**TASK GOAL**: Where a line holds the word "positive", copy it from the records.

[Collected data entries]
....

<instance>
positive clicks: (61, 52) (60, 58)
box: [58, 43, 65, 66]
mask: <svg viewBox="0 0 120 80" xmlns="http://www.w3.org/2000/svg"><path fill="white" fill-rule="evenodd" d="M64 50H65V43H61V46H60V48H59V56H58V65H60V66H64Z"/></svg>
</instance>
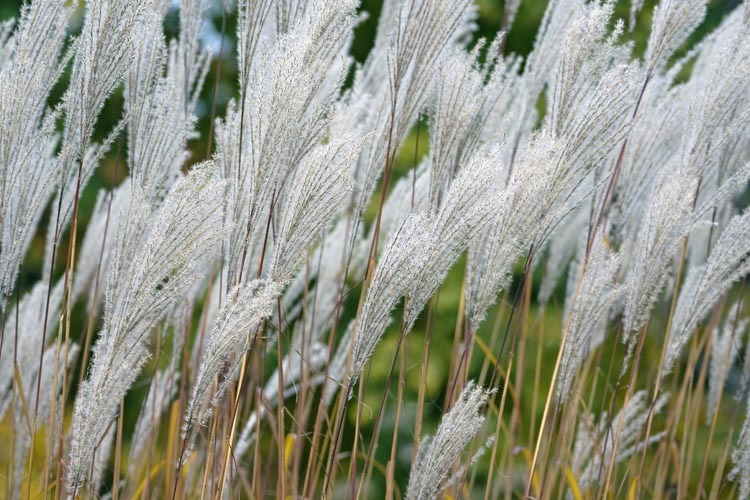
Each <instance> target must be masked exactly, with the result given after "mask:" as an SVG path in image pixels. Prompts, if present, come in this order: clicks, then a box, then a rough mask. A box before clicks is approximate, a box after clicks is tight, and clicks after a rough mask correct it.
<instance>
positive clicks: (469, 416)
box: [406, 381, 491, 500]
mask: <svg viewBox="0 0 750 500" xmlns="http://www.w3.org/2000/svg"><path fill="white" fill-rule="evenodd" d="M490 394H491V392H489V391H486V390H485V389H483V388H481V387H477V386H476V385H475V384H474V382H473V381H470V382H469V383H467V384H466V387H465V388H464V390H463V391H462V392H461V395H460V396H459V398H458V400H457V401H456V402H455V403H454V405H453V407H452V408H451V409H450V410H449V411H448V413H446V414H445V415H443V418H442V420H441V421H440V426H439V427H438V430H437V433H436V434H435V435H434V436H432V437H427V438H424V439H423V440H422V442H421V443H420V446H419V451H418V452H417V457H416V459H415V461H414V463H413V464H412V467H411V472H410V473H409V485H408V487H407V489H406V498H407V499H409V500H428V499H431V498H438V497H439V495H440V492H441V491H443V489H444V488H445V486H444V483H445V481H446V479H449V477H448V476H449V474H450V470H451V468H452V467H453V465H454V464H455V463H456V460H458V458H459V457H460V456H461V453H462V452H463V450H464V448H466V446H467V445H468V444H469V443H470V442H471V441H472V440H473V439H474V437H475V436H476V435H477V433H478V432H479V431H480V430H481V428H482V424H483V423H484V417H483V416H482V415H481V414H480V412H481V411H482V408H483V407H484V405H485V403H486V402H487V398H488V397H489V396H490Z"/></svg>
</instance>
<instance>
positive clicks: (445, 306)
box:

....

**ANSWER FOR THE TASK**:
positive clicks: (61, 52) (60, 58)
positive clicks: (469, 416)
positive clicks: (445, 306)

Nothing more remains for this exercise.